:: Task details ::
Extend the community radio emergency funding text, starting after its last sentence.

:: Supplied passage ::

During the current public health crisis, community radio can provide a reassuring local voice to millions of people. However, many community stations are facing significant financial challenges as a result of the Covid-19 pandemic.
In response, the government announced £400,000 of emergency cash funding to help stations facing severe financial difficulty to meet the core costs of providing vital programming to local communities.
The Community Radio Fund Panel (‘the Panel’), which is independent from Ofcom in its decision-making, met on Wednesday 27 May 2020 to consider applications for emergency funding grants.
The Panel considered each application and awarded funding based on the information provided, and with reference to the Community Radio Fund (‘the Fund’) guidance notes. For each grant bid, the Panel decided whether to make a full award, a partial award or not to award any funding.
At the meeting:
The Panel awarded as many grants as possible in accordance with the strict eligibility criteria and guidance issued.
Ofcom is, however, inviting applications for a further emergency funding round in approximately six weeks’ time, with a view to awarding the outstanding funds available.
A statement from the Panel explaining the factors they took into account when making their decisions is below. Unsuccessful applicants, who may wish to reapply for funding in the second round, may find this feedback useful. Any further queries can be submitted to Communityradiofund@ofcom.org.uk with an accompanying contact number for a member of the team to call you. We will respond to any queries as quickly as we can, but please note it may take us some time to respond should we receive multiple requests from unsuccessful applicants.
In making 81 awards, the Panel offered financial support to three times as many stations than in previous years, although the average amount awarded was duly lower. In the previous year (2019-2020) there were 72 applications for funding, and 26 applicants were awarded grants. The average award during this year was £16,464.

:: Stored data ::
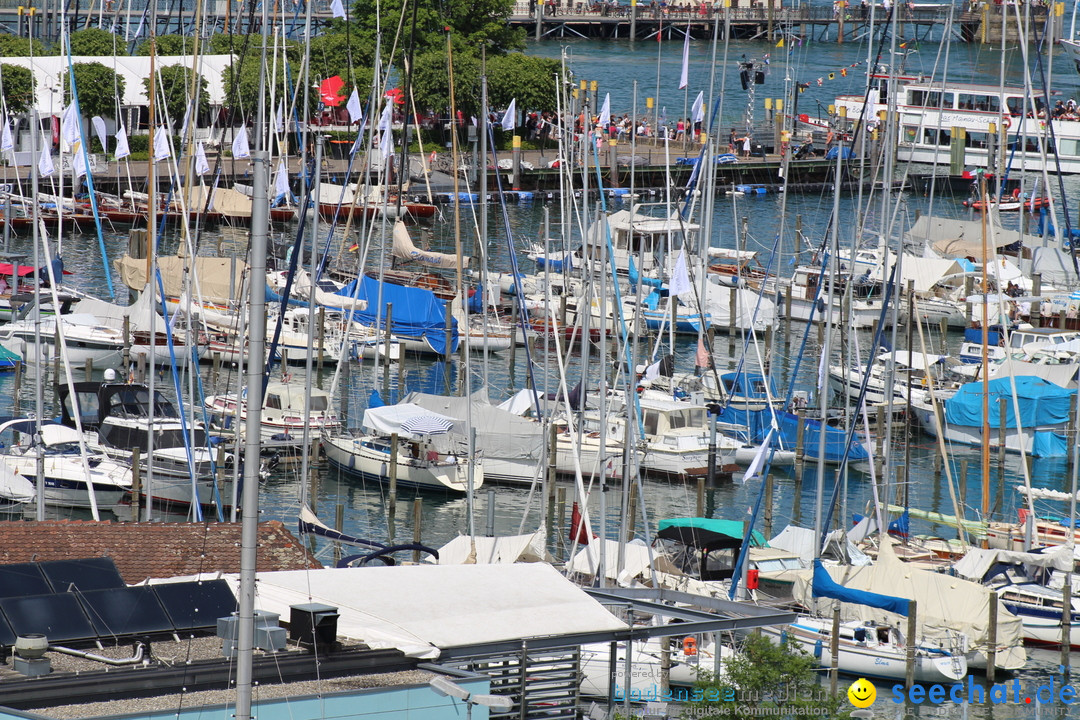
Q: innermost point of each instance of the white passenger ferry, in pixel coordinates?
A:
(930, 113)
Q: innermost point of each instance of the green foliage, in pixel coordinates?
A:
(96, 42)
(471, 22)
(98, 89)
(766, 675)
(16, 85)
(530, 80)
(15, 46)
(175, 82)
(167, 44)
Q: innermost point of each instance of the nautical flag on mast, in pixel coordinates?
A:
(45, 166)
(685, 78)
(680, 276)
(240, 148)
(355, 112)
(161, 149)
(122, 150)
(510, 117)
(281, 181)
(698, 111)
(201, 165)
(98, 123)
(69, 124)
(7, 143)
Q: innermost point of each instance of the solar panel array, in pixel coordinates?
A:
(85, 601)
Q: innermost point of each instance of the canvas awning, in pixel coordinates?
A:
(408, 420)
(424, 609)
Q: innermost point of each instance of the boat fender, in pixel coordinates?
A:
(689, 646)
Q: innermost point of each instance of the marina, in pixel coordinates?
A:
(566, 405)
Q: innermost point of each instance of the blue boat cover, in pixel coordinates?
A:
(1041, 403)
(1049, 444)
(417, 312)
(824, 586)
(760, 421)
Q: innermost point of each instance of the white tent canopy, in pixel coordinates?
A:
(423, 609)
(49, 72)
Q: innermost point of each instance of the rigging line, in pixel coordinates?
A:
(523, 313)
(860, 404)
(90, 179)
(1050, 125)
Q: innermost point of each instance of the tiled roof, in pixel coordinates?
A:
(152, 549)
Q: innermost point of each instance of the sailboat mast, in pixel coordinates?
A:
(985, 371)
(256, 357)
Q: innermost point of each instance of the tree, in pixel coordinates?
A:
(471, 22)
(16, 85)
(765, 675)
(96, 42)
(175, 83)
(530, 80)
(14, 46)
(98, 87)
(167, 44)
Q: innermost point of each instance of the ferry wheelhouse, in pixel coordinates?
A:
(937, 120)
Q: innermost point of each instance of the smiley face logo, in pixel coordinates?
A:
(862, 693)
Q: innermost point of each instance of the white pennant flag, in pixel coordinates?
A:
(355, 112)
(510, 117)
(387, 141)
(69, 124)
(7, 143)
(187, 119)
(201, 165)
(680, 277)
(698, 111)
(240, 149)
(78, 160)
(122, 150)
(98, 123)
(281, 182)
(606, 111)
(684, 79)
(45, 166)
(161, 150)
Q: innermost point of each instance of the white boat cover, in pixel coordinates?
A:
(219, 279)
(423, 609)
(406, 250)
(944, 602)
(108, 314)
(976, 560)
(637, 560)
(464, 549)
(410, 421)
(499, 433)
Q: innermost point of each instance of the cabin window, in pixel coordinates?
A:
(651, 422)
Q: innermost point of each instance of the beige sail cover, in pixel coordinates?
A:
(406, 250)
(944, 603)
(219, 280)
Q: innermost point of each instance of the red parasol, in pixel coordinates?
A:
(328, 91)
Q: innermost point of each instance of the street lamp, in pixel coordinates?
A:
(448, 689)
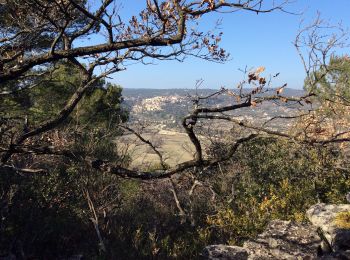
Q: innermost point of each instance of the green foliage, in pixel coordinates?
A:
(277, 180)
(342, 220)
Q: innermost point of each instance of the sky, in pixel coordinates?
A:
(252, 40)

:: Written answer ::
The Panel therefore had to consider three times as many applications for funding in this round, while the total amount of funding requested was only 25% higher than in the previous year.
The approach the Panel took in assessing applications and reaching their decisions is set out below:
The Panel noted DCMS advice that the Fund should be used to provide emergency funding to support stations that would otherwise be unable to continue operation due to the coronavirus outbreak.
It is clear that many stations have suffered difficulties as a result of declining advertising spend, particularly those stations who rely upon advertising from local shops and services which have been closed during this period. Furthermore, many community radio stations rely upon income from training and outside events such as outside broadcasting, and these activities have ceased.
Many stations have already taken urgent action to minimise costs and negotiate payment holidays or deferrals. Many have applied for emergency funding through existing alternative routes, such as furloughing staff or benefiting from a Small Business Support Grant. The Panel noted that some stations have not significantly reviewed their operations and are maintaining spending at relatively high levels (for instance still paying show fees to many of their presenters) and some have not applied for alternative sources of funding.
The Panel also noted that several stations are suffering from structural funding issues, and that emergency funding will not solve these. Some stations also requested extremely high levels of emergency funding (up to £100,000), which, given the amount available to administer, could not be supported. The Panel also recognised that some stations are part of wider organisations which may be able to offer financial support. Some also have no financial reserves while others have larger unrestricted reserves to draw upon.
The Panel was impressed by the inventiveness shown by many stations in endeavouring to stay on air and provide a useful service to their communities at this challenging time, when many of their volunteers are considered ‘vulnerable’ and are self-shielding.
In choosing which activities to support, the Panel noted that some stations asked for funding for specific short-term activities, while others asked the Fund to support a forecast shortfall in revenue for a period of up to one year.
Given the fluidity of the situation, however, the Panel considered it advisable to hold back a small proportion of the budget in order to hold a further limited funding round with specific criteria in six weeks’ time. This gives stations further opportunity to consider the likely medium-term impact on their business, and to review their operations.
A small but significant number of applications (approximately ten per cent) did not follow the guidance in completing their applications: using incorrect forms, not supplying required information such as statutory accounts or supplying information after the deadline.